• **EXERCISE DETAILS**
Exactly as written, print each record in the listing.

——————————

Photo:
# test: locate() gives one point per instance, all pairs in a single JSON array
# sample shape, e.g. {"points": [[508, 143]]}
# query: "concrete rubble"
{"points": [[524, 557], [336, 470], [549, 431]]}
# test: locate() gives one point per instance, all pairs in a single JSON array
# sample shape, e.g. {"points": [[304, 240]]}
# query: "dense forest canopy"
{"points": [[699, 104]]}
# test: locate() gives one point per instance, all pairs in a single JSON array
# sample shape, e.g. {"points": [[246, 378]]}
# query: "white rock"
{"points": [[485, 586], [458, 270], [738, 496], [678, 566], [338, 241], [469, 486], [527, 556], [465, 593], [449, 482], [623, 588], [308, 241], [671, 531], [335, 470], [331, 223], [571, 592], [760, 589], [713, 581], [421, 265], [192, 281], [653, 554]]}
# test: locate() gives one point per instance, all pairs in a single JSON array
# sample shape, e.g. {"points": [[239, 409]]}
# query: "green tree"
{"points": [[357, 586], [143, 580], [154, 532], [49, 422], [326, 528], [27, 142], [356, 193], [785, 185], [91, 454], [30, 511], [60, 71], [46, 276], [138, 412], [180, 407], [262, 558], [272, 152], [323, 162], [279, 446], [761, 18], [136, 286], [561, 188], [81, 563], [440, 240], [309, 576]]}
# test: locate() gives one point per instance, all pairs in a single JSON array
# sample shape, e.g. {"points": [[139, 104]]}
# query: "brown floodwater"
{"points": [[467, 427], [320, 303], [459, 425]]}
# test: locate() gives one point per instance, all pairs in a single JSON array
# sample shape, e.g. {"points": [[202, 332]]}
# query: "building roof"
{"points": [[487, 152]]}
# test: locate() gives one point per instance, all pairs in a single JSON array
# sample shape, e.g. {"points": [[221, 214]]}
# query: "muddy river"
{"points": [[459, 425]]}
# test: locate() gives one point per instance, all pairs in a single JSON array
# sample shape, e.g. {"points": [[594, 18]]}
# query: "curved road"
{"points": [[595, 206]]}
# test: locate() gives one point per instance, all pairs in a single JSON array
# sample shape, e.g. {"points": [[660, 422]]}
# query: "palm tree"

——————————

• **RESULT OF THIS TASK**
Photo:
# test: locate() gives one point per instance, all pairs in a single JSON array
# sample shape, e.g. {"points": [[508, 143]]}
# query: "concrete rubble"
{"points": [[524, 557], [336, 470], [549, 431]]}
# test: locate() gives one point per instance, all pairs in a single JSON array
# sample shape, e.g. {"points": [[304, 240]]}
# query: "dense forest canopy"
{"points": [[699, 104]]}
# test: locate() gives one point per instance, all pairs in a single JSON array
# sample shape, e.g. {"points": [[246, 378]]}
# query: "white rock"
{"points": [[485, 586], [458, 270], [738, 496], [678, 566], [338, 241], [469, 486], [527, 556], [465, 593], [449, 482], [623, 588], [308, 241], [671, 531], [335, 470], [331, 223], [571, 592], [760, 589], [713, 581], [421, 265], [192, 281], [653, 554]]}
# test: locate() gives one point per instance, all pairs in a single JSON array
# sample shape, e.g. {"points": [[239, 409]]}
# query: "green tree"
{"points": [[357, 586], [143, 580], [154, 532], [49, 422], [326, 528], [27, 142], [356, 193], [785, 185], [91, 454], [30, 511], [60, 71], [46, 276], [138, 412], [180, 407], [262, 558], [272, 152], [323, 162], [279, 446], [761, 18], [136, 286], [561, 188], [81, 563], [440, 240], [309, 576]]}
# test: locate() gives one point per instance, all pairs in a single JSON array
# sample shape, e.g. {"points": [[139, 104]]}
# query: "brown floodwater"
{"points": [[467, 427], [320, 303], [459, 425]]}
# test: locate() gives one point per instance, all pairs in a single JSON array
# sample shape, e.g. {"points": [[202, 332]]}
# query: "building roof"
{"points": [[487, 152]]}
# test: locate() gives one point per instance, all pairs in a single JSON array
# sample shape, e.g. {"points": [[221, 214]]}
# query: "muddy river"
{"points": [[459, 425]]}
# test: locate() gives one point per instance, all pairs in a single JSON array
# sample shape, e.g. {"points": [[594, 18]]}
# query: "curved road"
{"points": [[595, 206]]}
# test: locate() gives one point per instance, all pairs in a single JSON array
# sample shape, e.g. {"points": [[660, 422]]}
# query: "palm tree"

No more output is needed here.